Point placement entries:
===============

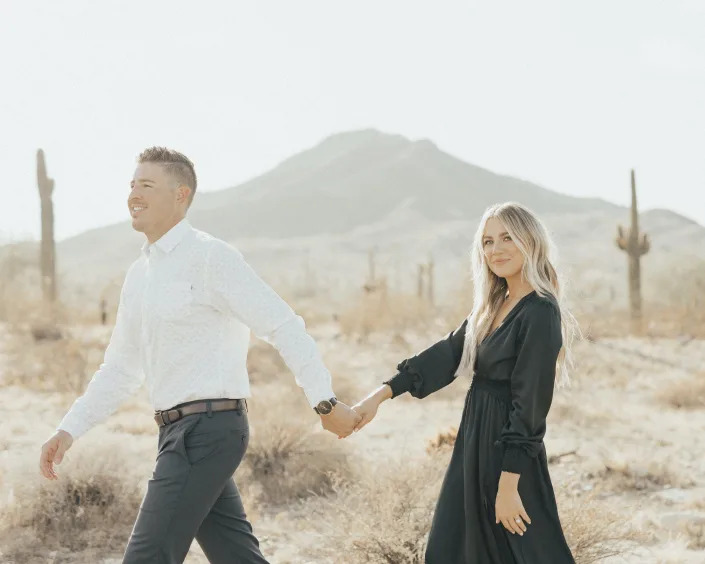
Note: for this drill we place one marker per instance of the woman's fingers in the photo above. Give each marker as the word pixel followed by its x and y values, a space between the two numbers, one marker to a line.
pixel 364 421
pixel 524 515
pixel 512 526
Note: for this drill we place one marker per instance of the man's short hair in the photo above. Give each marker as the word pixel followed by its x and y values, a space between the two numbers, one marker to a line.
pixel 176 164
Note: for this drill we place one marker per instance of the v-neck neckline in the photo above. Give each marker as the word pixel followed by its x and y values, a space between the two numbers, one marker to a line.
pixel 506 317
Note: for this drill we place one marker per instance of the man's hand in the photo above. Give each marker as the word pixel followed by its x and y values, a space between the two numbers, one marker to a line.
pixel 367 408
pixel 53 451
pixel 341 420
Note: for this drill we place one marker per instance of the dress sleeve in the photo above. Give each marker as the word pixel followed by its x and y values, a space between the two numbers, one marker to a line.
pixel 539 342
pixel 431 369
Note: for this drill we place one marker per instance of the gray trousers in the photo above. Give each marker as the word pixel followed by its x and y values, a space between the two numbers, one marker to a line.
pixel 192 495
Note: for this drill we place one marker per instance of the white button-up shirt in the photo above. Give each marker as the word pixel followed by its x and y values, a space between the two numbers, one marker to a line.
pixel 183 326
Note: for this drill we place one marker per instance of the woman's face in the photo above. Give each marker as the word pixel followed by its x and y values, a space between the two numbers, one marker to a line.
pixel 503 257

===============

=== Exercise brief ===
Copy all of the entries above line for line without changing anything, and leave the pictures out.

=== Reply ===
Note: for this drill we place one marker per instance of the woman's fingers in the photo above. Give each marker as the word pixel followed by its x and y values, a space between the two numbers, one marker to a line.
pixel 364 421
pixel 524 515
pixel 512 526
Note: for this drill we place one marker per instance of the man's short hair in the photo above. Give each marker as the word pixel followed by its x and y values, a space between the two numbers, one marker to a line.
pixel 176 164
Note: for this drill we place one marker per instance of the v-neck neckline in the photo above. Give each marker as the word pixel followed by its x and y values, a space between the two numbers, one marker to a line.
pixel 506 317
Note: for this drill we place one marker per instance of the man's hand in the photo above. Give each marker as the word pixel followed by its x and y values, a space between the two numbers, one marker to a line.
pixel 367 408
pixel 53 451
pixel 341 420
Note: for this drill we place one marker per instance of the dress sleeve in the photo above. Give each marker as the word pixel followed by its x and y values, a space between the two numbers, one marker to a line.
pixel 539 342
pixel 431 369
Note: for this drill we place one marker per instance of the gray trousers in the photo above. Give each marker as the word pixel followed by its x and y values, a space between the two numbers, one marker to a line.
pixel 192 495
Note: for this drill we place one marker per instance of the white button-up shirt in the photo above. Give each marker as the word pixel followed by its x and y values, a space between the two numbers, one marker to a line.
pixel 183 326
Note: for this drill we place one marker per instance of the woman's face in the photo above. Give each marker as the word pixel followed by its x and y values, a space between the two numbers, one marker to a line.
pixel 503 257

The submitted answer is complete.